I find, though, that I have a hard time being in the same room with him. For no particular reason. He's just a presence I feel uncomfortable around. I didn't feel like this before.

When I look at him, there's just one thing I see. Know those cartoons where a starving person sees a roast when looking at anyone or anything? Well, I look at him and I see DNA samples. I see stuff that might help me determine if he is indeed my biological father or not. And not much else.

Saturday, October 15, 2011

The error in his strategy

He never conditioned me to feel sorry for him, to feel close to him, to feel anything for him that might be tender. No, he was always strong, tough, needing nothing from anyone. He never even pretended to show me any tenderness or love. He faked it and talked about it to others, but he didn't show me any affection, even fake stuff, not really.

He only conditioned me to fear his wrath.

His narcissistic mother, on the other hand, pretended to love him and his sister to death and conditioned them to cater to her emotionally and to feel guilty about her emotions.

And through much of my childhood and adulthood he tried to manipulate me using her tactics. Which failed. Because, not being properly conditioned, I took him at his word.

For instance, things like "Well, if I embarrass you, although your friends like me, I won't be at your party" were met with my "Great, thanks" instead of "Oh, no, of course you don't embarrass me, please don't be hurt!"

My vacation is over

Daddy dearest is coming back to town. My 6-month break from him is over. I hadn't heard from him in three weeks, most probably because I hadn't complied with his request that I send him ALL the pictures I have of our summer, but he ended the silent treatment to notify me of his return, complain of "no news from me :(" (read: no photos) and... request more photos.

=======

**Instructions to follow:** From the blog excerpt about the father, reproduce the passage between "My vacation is" and "request more photos.", inclusive.

=======

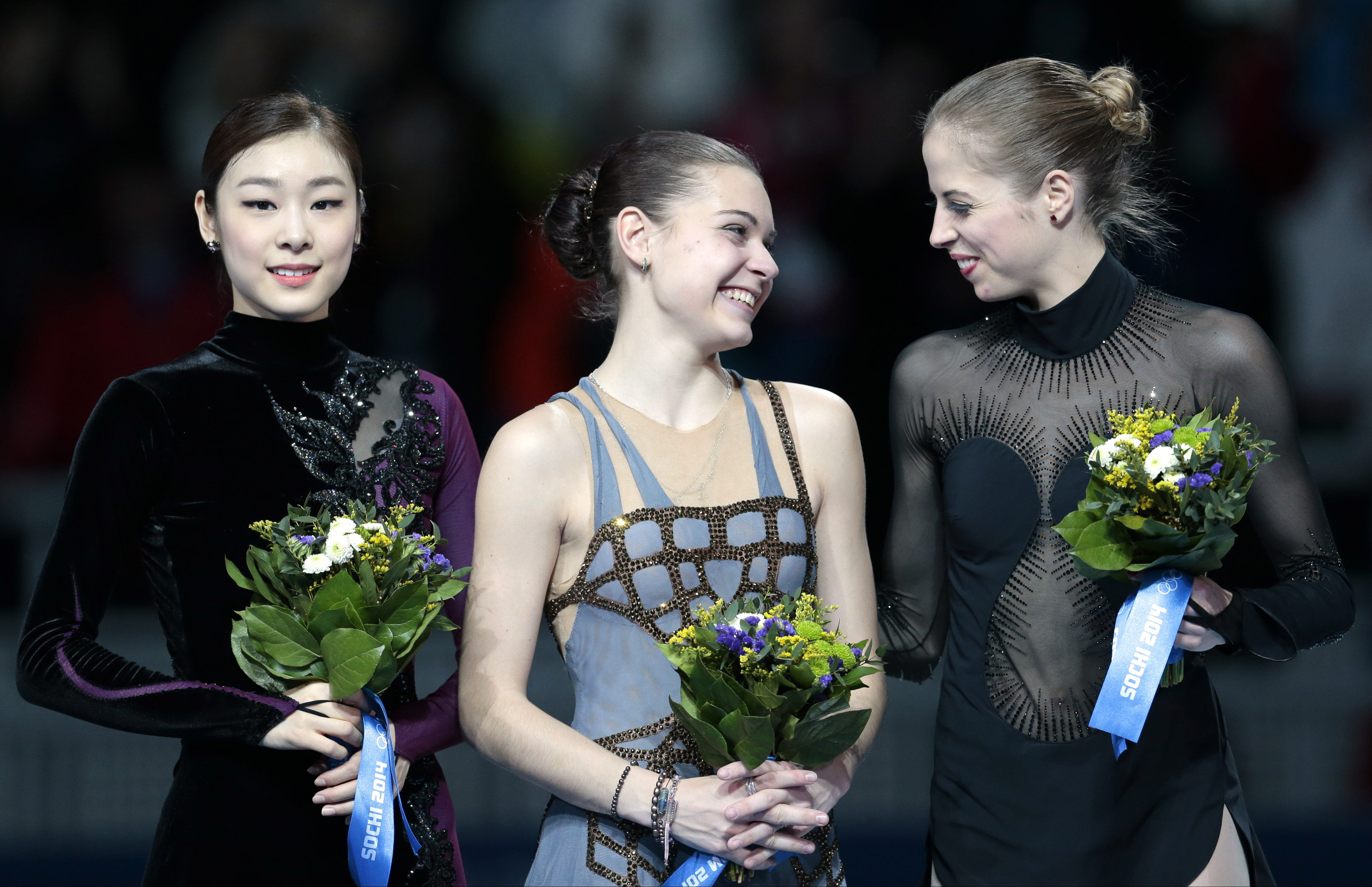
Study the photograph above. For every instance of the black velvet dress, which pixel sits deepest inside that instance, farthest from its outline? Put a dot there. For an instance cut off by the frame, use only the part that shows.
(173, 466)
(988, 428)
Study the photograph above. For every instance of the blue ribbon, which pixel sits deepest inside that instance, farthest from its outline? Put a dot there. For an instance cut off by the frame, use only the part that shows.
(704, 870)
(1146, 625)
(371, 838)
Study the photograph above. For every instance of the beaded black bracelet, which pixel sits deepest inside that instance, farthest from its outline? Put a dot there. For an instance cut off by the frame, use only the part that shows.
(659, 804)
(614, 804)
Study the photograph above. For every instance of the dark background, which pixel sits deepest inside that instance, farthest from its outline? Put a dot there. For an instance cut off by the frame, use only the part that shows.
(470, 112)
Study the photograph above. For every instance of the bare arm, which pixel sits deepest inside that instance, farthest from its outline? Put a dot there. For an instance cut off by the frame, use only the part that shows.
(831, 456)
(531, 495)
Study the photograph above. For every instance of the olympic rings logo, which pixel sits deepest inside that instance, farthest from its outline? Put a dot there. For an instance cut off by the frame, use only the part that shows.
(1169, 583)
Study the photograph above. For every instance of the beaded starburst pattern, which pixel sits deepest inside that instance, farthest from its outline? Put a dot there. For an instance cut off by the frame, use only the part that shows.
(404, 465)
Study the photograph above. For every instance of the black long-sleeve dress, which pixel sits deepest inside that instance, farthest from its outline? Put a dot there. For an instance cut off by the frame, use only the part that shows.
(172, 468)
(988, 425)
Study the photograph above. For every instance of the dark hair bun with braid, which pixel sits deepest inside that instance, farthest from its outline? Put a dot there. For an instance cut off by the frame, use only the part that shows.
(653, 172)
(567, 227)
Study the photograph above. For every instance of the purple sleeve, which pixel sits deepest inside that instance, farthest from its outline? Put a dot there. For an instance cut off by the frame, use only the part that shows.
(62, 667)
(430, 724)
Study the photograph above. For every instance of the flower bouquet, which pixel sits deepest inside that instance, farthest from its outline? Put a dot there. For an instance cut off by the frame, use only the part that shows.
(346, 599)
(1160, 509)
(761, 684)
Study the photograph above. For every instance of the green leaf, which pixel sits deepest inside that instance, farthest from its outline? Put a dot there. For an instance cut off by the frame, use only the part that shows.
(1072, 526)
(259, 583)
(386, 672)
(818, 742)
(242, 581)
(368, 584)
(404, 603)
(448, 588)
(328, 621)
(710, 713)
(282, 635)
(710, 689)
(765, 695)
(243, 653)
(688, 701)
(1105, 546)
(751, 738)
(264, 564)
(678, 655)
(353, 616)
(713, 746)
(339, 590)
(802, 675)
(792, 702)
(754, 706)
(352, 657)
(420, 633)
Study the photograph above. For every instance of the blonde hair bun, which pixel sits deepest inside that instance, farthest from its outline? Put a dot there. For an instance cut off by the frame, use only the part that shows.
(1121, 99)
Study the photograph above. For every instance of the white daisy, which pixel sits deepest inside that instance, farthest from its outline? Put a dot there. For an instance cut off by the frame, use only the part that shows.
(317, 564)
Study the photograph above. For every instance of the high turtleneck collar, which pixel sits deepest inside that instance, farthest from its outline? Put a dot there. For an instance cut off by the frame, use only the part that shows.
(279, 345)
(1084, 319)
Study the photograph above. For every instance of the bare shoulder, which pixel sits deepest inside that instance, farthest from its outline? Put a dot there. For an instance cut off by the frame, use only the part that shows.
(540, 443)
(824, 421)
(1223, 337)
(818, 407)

=======

**Exercise answer:**
My vacation is over

Daddy dearest is coming back to town. My 6-month break from him is over. I hadn't heard from him in three weeks, most probably because I hadn't complied with his request that I send him ALL the pictures I have of our summer, but he ended the silent treatment to notify me of his return, complain of "no news from me :(" (read: no photos) and... request more photos.